■ Entries from a point annotation set
.....
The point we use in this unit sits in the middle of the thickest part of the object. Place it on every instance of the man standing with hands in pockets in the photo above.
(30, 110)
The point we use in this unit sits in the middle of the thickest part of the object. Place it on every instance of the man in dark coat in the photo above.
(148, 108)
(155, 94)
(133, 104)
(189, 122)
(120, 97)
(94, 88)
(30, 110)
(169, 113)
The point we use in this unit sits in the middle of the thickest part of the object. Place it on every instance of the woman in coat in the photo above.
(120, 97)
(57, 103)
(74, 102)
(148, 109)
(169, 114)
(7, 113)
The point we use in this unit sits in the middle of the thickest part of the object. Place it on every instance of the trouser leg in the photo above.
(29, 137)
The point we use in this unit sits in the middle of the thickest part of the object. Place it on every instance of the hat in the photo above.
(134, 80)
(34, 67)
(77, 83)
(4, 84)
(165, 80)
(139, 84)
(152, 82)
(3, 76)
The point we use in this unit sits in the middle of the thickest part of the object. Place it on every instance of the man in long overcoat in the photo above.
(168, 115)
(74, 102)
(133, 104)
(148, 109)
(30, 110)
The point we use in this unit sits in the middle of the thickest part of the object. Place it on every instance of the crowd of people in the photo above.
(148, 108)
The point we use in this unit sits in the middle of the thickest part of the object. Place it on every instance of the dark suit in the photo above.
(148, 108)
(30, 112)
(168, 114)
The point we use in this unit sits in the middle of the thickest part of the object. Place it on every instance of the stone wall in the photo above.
.....
■ Stated exercise
Copy out everything from the line containing "suit in the photo above." down to the end of the records, with both ends included.

■ Solved exercise
The point we use in this unit sits in the middle of the thickest part of the object. Place it on every instance of the dark suit in the photo above.
(148, 108)
(30, 112)
(168, 114)
The point we use in this unit sits in the middle of the thickest part of the object. Place it on every instance of the stone wall in the photo above.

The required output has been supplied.